- _Consigne_
Recopiez à l'identique le passage qui va de la ligne contenant "lettering, it would be much appreciated." jusqu'à la ligne contenant "[(59, 101), (59, 86), (58, 87), (58, 102)]", ces deux lignes comprises.

╭──

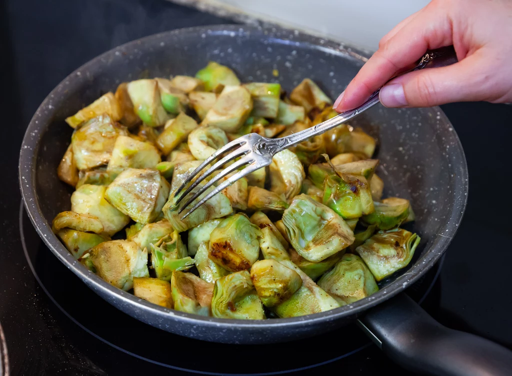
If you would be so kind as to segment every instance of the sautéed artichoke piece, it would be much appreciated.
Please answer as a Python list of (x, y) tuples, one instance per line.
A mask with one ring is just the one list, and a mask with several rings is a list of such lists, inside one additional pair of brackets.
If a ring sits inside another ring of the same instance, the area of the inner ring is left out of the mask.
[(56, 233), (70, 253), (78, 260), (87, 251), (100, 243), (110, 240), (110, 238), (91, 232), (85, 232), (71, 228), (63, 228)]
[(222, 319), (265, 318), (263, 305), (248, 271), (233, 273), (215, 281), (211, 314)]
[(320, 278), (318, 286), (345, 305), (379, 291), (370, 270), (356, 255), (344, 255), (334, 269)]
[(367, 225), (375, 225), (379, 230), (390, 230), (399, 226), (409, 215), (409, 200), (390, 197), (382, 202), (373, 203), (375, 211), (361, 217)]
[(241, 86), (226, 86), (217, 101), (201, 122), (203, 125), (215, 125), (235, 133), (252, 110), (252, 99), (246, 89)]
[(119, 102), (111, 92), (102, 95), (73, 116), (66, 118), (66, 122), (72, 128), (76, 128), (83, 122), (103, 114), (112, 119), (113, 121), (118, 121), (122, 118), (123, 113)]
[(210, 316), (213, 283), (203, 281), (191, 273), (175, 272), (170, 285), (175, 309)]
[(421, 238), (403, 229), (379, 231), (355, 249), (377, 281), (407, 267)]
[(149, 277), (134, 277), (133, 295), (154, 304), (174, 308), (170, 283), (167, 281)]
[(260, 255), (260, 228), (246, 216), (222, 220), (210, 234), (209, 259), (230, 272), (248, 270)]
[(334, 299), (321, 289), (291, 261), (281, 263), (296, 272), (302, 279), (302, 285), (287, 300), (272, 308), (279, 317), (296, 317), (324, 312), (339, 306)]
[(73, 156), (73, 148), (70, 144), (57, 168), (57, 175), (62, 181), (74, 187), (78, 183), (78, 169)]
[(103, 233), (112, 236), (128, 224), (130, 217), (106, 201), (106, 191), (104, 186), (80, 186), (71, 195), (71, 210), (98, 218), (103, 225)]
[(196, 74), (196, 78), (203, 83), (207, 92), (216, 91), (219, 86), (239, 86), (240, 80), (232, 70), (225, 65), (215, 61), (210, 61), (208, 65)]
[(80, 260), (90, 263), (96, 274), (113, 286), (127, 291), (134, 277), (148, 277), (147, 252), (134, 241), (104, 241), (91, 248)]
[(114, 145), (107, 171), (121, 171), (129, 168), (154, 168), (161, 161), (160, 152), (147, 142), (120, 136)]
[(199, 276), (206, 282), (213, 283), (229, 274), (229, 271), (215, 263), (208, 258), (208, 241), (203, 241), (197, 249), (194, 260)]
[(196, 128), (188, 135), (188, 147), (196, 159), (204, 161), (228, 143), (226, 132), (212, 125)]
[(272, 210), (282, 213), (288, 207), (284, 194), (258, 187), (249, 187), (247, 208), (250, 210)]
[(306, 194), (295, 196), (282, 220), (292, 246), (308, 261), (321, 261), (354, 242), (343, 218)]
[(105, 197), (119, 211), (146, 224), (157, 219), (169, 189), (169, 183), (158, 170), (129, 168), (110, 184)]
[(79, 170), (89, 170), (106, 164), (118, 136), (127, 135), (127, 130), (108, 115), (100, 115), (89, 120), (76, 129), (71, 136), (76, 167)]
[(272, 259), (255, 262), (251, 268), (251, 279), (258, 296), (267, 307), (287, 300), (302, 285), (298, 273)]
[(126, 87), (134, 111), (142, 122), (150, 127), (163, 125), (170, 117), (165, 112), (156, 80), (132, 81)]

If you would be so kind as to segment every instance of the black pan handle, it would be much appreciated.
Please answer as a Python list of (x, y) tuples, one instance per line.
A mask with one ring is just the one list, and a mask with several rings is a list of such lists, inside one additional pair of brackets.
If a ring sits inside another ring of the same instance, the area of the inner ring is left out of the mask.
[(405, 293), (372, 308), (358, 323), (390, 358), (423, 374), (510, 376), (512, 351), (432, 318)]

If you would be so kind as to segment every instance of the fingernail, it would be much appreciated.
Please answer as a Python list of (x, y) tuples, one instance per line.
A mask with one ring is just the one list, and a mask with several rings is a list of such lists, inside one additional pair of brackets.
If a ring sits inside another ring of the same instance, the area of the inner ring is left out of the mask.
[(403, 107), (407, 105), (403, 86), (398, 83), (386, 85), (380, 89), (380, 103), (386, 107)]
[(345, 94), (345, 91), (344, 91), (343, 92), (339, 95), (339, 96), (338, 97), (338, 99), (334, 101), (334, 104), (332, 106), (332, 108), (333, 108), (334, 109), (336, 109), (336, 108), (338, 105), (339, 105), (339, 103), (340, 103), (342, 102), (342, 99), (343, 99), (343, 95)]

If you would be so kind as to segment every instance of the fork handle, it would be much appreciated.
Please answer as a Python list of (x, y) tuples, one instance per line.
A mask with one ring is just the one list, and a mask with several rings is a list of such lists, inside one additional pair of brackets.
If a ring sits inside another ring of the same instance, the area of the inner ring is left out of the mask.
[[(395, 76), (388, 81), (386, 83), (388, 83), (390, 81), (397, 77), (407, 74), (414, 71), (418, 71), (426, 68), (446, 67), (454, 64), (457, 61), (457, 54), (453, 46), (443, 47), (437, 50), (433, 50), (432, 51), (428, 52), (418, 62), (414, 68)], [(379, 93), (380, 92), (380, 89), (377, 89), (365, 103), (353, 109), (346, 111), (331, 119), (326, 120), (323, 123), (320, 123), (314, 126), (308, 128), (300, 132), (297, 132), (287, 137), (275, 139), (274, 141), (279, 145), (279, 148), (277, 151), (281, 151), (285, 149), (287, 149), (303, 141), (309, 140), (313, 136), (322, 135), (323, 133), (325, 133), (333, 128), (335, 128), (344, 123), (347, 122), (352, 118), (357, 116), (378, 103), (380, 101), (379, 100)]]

╰──
╭──

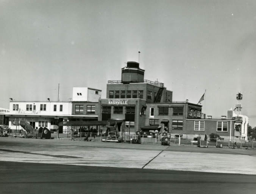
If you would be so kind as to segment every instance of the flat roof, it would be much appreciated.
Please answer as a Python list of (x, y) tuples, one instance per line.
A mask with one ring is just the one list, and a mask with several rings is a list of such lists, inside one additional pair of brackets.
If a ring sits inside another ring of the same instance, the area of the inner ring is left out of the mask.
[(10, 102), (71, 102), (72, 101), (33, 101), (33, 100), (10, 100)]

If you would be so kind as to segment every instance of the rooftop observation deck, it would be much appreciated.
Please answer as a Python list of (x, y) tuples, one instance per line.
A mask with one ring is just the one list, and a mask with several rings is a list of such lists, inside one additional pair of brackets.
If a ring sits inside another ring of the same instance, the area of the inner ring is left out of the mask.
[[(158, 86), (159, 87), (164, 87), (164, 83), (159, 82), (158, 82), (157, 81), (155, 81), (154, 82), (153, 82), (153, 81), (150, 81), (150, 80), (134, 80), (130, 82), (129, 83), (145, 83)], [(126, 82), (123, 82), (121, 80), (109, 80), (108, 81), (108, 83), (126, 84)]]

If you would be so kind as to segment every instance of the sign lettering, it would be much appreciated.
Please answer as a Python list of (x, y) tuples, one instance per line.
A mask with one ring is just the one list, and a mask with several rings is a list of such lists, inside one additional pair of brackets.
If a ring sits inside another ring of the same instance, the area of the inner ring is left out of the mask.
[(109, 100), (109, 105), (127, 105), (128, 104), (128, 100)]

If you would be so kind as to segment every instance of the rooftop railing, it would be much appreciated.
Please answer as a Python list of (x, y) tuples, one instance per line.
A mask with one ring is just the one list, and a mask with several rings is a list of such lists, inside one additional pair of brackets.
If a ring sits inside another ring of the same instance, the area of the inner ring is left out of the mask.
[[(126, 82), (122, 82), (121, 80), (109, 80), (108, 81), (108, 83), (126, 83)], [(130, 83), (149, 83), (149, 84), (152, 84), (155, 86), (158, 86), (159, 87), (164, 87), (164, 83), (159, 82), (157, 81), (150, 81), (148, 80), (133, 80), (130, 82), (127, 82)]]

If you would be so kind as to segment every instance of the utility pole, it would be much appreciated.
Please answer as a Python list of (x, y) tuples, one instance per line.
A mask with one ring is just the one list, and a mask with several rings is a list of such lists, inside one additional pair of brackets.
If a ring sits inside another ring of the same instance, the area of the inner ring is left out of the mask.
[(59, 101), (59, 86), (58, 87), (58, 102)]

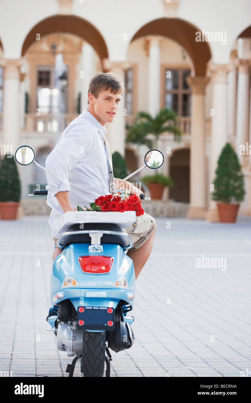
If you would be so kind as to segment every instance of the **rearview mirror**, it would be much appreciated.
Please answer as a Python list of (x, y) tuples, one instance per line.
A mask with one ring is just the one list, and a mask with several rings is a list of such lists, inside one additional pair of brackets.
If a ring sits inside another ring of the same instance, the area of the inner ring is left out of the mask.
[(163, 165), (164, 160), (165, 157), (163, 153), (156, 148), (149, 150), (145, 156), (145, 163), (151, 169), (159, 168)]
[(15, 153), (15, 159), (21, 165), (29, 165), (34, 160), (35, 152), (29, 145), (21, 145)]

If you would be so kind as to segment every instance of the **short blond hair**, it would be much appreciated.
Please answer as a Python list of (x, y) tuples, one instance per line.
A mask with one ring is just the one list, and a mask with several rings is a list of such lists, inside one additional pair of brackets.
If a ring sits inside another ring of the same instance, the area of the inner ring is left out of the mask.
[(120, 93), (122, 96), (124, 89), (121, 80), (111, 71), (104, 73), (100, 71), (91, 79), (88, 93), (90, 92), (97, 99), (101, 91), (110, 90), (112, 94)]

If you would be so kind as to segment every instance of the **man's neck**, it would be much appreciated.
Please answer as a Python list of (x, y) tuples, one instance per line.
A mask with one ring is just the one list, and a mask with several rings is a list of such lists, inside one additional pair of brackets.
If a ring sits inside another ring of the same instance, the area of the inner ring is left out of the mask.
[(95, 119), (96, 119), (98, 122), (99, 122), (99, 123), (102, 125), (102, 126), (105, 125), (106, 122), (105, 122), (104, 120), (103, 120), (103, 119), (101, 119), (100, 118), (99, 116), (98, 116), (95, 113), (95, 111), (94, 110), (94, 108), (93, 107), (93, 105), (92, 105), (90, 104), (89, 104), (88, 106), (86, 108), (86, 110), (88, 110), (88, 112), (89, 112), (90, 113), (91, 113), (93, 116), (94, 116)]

╰──

- _Corrigé_
If you would be so kind as to segment every instance of the sign lettering, it would be much appreciated.
Please answer as a Python list of (x, y) tuples, one instance per line.
A mask with one ring is just the one list, and a mask with several rings is a list of such lists, inside one additional pair of brackets.
If a ring sits inside another ring of the same instance, the area of the inner ring is left out of the mask.
[(109, 100), (109, 105), (127, 105), (128, 104), (128, 100)]

If you would be so kind as to segment every instance of the rooftop railing, it would be much appreciated.
Please answer as a Python list of (x, y) tuples, one instance per line.
A mask with one ring is just the one list, and a mask with several rings is a list of such lists, inside one additional pair of brackets.
If a ring sits inside another ring of the same instance, the area of the inner ring is left out of the mask.
[[(126, 82), (122, 82), (121, 80), (109, 80), (108, 81), (108, 83), (126, 83)], [(130, 83), (149, 83), (149, 84), (152, 84), (155, 86), (158, 86), (159, 87), (164, 87), (164, 83), (159, 82), (157, 81), (150, 81), (148, 80), (133, 80), (130, 82), (127, 82)]]

If you would be so kind as to segment every instance of the utility pole, it would be much appreciated.
Please answer as a Python list of (x, y) tuples, one instance per line.
A mask with one ring is just the one list, and a mask with several rings is a list of such lists, inside one additional pair of brackets.
If a ring sits inside another ring of the same instance, the area of the inner ring is left out of the mask.
[(59, 101), (59, 86), (58, 87), (58, 102)]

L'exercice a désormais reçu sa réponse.